__COMPLETE THE FOLLOWING__
a) What are the bullet points listed at the top of the article on Shell's LNG outlook?
b) Carry the article on Shell's LNG outlook forward from its final paragraph.

__SELECTED PASSAGE__
= Beginning of Section =
Ekaterina Kravtsova, Nina Chestney: FEBRUARY 20, 2020

* LNG supply soared over past year, excess cargoes sent to Europe

* Shell sees supply growth easing from mid-2020

* Expects impact of coronavirus on Chinese demand to be temporary

* (Updates throughout with outlook for 2020, quotes from webcast)

By Ekaterina Kravtsova and Nina Chestney

LONDON, Feb 20 (Reuters) – Asia will be able to absorb most of the growth in liquefied natural gas (LNG) supply from the second half of 2020, with Europe ceasing to be a balancing market, Royal Dutch Shell said on Thursday.

Excess cargoes have been sent to Europe in the past year as global LNG supply has been soaring, in particular from projects in the United States and Australia.

Mild weather and the coronavirus outbreak in China helped reduce LNG demand in Asia this winter and LNG prices in Asia have dropped to record lows, while European gas prices are wallowing at more than a 10-year low.

“Over the last five quarters, we’ve seen particularly strong supply growth and Europe having to act as the balancing market to absorb those volumes,” Steve Hill, EVP Shell Energy, said in a webcast after Shell presented its LNG outlook.

“But as you look forward from 2020, particularly from the middle of 2020, you see a material reduction in the growth of supply and you see Europe no longer being called upon to provide the role as the balancing markets, and Asia absorbing most of the supply growth going forward.”
= End of Section =
__Stored records__
= Beginning of Section =
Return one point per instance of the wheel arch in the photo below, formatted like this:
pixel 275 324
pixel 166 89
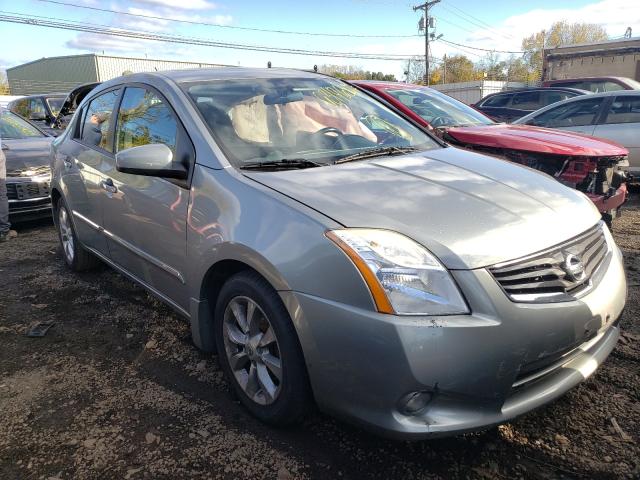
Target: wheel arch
pixel 202 309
= End of Section =
__ANSWERS TO THIS EXERCISE__
a)
- LNG supply soared over past year, excess cargoes sent to Europe
- Shell sees supply growth easing from mid-2020
- Expects impact of coronavirus on Chinese demand to be temporary
- (Updates throughout with outlook for 2020, quotes from webcast)

b)
After almost 30 million tonnes of new liquefaction capacity was added in 2019, the growth in new supply is expected to slow down this year to below 20 million tonnes.

European LNG imports soared by more than 30 million tonnes to around 85 million tonnes in 2019 compared to 2018 as demand fell in Japan and South Korea and rose more slowly than previously expected in China, Refinitiv data showed.

Gas was also more competitive to burn than coal in European power generation.

“While we see weak market conditions today due to record new supply coming in, two successive mild winters and the coronavirus situation, we expect equilibrium to return,” Maarten Wetselaar, integrated gas and new energies director at Shell, said.

Shell expects the impact of the coronavirus outbreak in China to be transitory for the country’s demand, but added that consumption was affected in February, which is likely to extend into March. It estimated that China’s LNG demand will grow by 4-6 million tonnes this year.

Last year, China’s LNG imports increased by 14% due to efforts to improve air quality. LNG imports also grew in Bangladesh, India and Pakistan, Shell’s outlook showed.

Commenting on the possibility of production shut-ins due to low prices, Shell said that there is a possibility of those in the United States as export economics “is very marginal.”

With multi-year low European gas prices and LNG trading in the region at deep discounts to those, sellers of some U.S. cargoes may already see deliveries of U.S. LNG to Europe unprofitable.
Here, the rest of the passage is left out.